RECORD LIST:
+ + + +
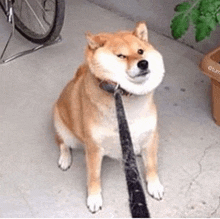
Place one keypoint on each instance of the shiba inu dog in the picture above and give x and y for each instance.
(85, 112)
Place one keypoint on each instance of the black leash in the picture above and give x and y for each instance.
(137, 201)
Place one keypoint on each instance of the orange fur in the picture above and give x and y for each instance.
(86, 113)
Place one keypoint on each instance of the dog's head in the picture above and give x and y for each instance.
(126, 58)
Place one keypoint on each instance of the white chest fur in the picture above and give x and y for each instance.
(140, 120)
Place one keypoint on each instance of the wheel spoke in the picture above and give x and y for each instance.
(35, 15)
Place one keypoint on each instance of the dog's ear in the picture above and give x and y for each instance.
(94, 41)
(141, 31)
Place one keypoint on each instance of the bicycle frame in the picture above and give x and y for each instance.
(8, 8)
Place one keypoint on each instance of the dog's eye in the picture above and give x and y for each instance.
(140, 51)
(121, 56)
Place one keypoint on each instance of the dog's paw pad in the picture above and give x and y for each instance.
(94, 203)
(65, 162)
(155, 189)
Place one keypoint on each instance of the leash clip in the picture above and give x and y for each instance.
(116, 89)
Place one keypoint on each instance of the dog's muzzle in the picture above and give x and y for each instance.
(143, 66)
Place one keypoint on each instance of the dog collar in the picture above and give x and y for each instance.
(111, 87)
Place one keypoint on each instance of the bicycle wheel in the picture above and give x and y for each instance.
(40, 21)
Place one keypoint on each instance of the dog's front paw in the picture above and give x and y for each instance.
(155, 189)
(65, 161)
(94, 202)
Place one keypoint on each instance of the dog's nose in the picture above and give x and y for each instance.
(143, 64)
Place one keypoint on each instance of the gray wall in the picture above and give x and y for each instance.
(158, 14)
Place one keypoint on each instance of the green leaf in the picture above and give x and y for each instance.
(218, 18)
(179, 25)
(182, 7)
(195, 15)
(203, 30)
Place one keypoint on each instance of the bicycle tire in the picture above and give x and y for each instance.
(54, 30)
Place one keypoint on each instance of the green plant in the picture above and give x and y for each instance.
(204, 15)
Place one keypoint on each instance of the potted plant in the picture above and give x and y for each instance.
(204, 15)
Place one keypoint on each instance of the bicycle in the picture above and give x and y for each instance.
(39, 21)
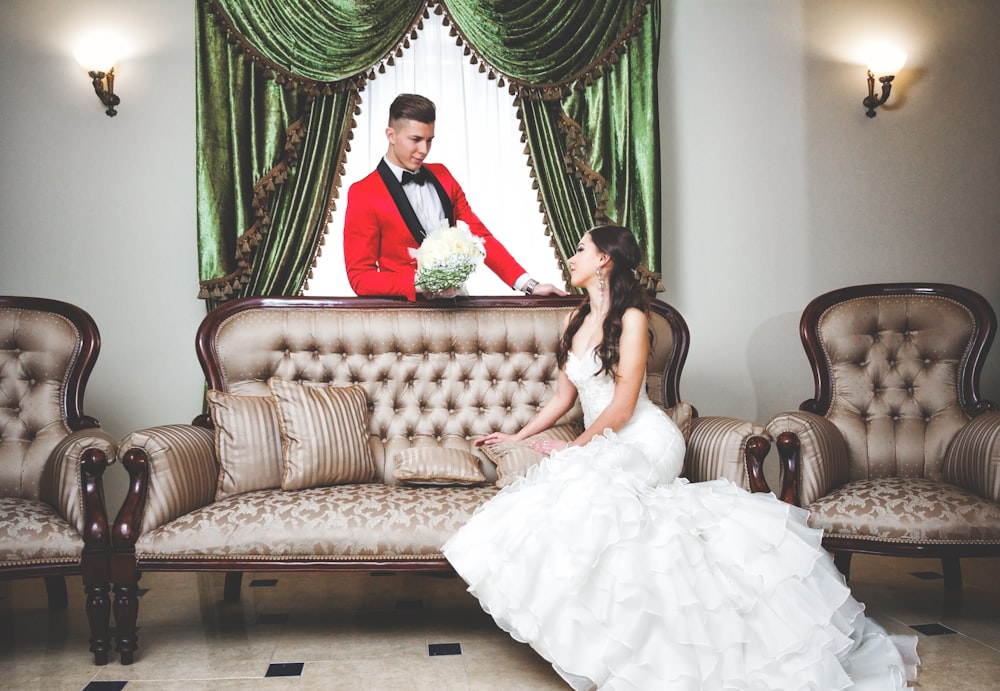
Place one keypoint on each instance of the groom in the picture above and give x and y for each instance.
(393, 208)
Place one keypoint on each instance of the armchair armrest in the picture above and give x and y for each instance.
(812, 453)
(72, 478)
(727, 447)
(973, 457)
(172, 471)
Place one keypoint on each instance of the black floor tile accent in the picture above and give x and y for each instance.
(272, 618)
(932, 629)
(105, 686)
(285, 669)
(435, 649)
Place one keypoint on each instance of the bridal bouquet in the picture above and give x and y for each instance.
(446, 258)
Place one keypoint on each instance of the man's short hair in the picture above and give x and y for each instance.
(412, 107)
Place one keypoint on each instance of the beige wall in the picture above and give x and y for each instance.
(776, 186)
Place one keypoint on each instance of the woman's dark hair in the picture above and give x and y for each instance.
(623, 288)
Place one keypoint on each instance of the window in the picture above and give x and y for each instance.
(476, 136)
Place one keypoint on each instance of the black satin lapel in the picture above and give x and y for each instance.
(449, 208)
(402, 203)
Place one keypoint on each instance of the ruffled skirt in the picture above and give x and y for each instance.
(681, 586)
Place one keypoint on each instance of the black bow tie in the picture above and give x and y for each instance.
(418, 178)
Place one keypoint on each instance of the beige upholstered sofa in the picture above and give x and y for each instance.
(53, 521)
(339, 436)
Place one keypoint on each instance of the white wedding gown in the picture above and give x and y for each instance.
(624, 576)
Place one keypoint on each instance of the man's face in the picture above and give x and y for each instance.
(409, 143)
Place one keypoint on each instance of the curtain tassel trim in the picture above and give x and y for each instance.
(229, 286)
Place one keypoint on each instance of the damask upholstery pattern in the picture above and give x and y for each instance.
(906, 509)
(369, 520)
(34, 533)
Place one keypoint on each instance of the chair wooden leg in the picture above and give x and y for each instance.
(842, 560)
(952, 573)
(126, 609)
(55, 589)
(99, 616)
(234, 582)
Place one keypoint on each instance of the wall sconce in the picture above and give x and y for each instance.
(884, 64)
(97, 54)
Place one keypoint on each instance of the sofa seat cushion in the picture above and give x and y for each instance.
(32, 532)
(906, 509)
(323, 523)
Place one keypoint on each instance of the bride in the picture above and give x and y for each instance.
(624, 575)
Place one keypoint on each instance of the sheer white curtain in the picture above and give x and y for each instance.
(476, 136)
+ + + +
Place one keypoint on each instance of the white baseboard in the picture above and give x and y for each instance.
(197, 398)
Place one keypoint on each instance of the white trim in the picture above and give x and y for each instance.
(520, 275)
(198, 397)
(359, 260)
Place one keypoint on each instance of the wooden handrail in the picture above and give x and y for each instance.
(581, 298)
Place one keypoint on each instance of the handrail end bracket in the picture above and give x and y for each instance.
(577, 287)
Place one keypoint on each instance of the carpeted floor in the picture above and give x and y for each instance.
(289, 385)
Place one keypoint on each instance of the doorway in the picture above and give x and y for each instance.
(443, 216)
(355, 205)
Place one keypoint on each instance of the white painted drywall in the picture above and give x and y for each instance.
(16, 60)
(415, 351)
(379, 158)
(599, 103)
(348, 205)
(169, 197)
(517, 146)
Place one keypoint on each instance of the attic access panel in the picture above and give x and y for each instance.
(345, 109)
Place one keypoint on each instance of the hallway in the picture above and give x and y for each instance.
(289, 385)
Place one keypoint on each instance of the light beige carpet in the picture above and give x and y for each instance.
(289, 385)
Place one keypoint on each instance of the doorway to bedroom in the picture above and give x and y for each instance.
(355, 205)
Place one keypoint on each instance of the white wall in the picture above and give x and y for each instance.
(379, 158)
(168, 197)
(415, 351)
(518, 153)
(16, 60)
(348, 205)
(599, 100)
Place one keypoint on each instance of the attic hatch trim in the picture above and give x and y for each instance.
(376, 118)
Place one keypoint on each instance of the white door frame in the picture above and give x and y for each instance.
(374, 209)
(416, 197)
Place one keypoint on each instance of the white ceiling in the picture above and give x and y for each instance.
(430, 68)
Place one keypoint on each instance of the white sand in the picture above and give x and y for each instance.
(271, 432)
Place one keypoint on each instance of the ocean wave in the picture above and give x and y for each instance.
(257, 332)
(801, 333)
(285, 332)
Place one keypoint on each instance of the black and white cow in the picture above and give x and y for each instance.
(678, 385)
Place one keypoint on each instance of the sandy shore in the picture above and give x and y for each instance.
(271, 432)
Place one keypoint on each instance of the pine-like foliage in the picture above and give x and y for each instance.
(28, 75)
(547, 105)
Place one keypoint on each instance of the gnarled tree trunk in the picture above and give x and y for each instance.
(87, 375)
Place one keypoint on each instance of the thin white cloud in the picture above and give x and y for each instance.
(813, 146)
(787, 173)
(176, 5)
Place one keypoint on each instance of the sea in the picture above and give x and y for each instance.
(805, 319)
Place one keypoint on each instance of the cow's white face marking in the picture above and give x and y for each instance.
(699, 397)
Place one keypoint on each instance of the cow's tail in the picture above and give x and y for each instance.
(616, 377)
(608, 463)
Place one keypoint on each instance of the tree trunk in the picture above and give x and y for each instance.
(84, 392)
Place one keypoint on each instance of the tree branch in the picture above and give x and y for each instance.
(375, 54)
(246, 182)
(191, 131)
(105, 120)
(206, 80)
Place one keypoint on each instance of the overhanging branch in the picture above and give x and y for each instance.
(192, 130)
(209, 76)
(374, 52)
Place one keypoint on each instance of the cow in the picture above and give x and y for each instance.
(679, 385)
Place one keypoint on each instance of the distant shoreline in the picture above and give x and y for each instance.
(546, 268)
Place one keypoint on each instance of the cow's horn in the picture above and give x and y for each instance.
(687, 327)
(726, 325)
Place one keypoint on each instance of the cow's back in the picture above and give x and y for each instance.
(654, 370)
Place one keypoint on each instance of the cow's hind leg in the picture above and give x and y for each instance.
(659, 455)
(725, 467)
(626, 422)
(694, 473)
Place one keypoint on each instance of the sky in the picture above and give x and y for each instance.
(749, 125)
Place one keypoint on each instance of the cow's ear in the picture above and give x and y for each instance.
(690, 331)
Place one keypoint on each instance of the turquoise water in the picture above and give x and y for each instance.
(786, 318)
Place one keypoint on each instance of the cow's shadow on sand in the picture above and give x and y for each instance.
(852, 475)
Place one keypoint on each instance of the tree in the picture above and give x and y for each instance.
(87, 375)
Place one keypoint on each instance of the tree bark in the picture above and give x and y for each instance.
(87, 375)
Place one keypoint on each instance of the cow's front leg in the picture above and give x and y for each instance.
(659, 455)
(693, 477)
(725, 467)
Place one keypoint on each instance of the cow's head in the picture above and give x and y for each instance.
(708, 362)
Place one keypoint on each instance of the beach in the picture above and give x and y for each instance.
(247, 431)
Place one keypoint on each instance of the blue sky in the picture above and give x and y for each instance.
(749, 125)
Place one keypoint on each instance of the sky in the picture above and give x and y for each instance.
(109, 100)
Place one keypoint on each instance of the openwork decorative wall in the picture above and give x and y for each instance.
+ + + +
EXERCISE REQUIREMENTS:
Reproduce the lines verbatim, beginning with the line that contains "Place one keypoint on each instance of the turquoise" and continuing through the line that contains "Place one keypoint on each instance of the openwork".

FINISHED ANSWER:
Place one keypoint on each instance of the turquoise water in the picture above and give x and y for each instance.
(786, 318)
Place one keypoint on each instance of the cow's shadow on sand in the picture above and give x and y for each instance.
(852, 475)
Place one keypoint on each instance of the tree in the picture above and give x and y for each instance.
(87, 375)
Place one keypoint on each instance of the tree bark in the picture above and give x and y for each instance.
(87, 375)
Place one keypoint on each instance of the cow's front leg in the picture above and give x and y for each instance.
(659, 455)
(693, 477)
(725, 467)
Place one keypoint on each instance of the cow's head in the picture above and give x and y for each instance.
(708, 362)
Place one keypoint on each instance of the beach in the picture above and give x and y for each instance.
(247, 431)
Place one keypoint on each instance of the blue sky in the picture above and give x and y for each instance.
(749, 125)
Place one keypoint on each instance of the sky in the picture above and give x and y for each instance.
(109, 100)
Place one keypoint on each instance of the openwork decorative wall in the picture above and give x and y for each instance.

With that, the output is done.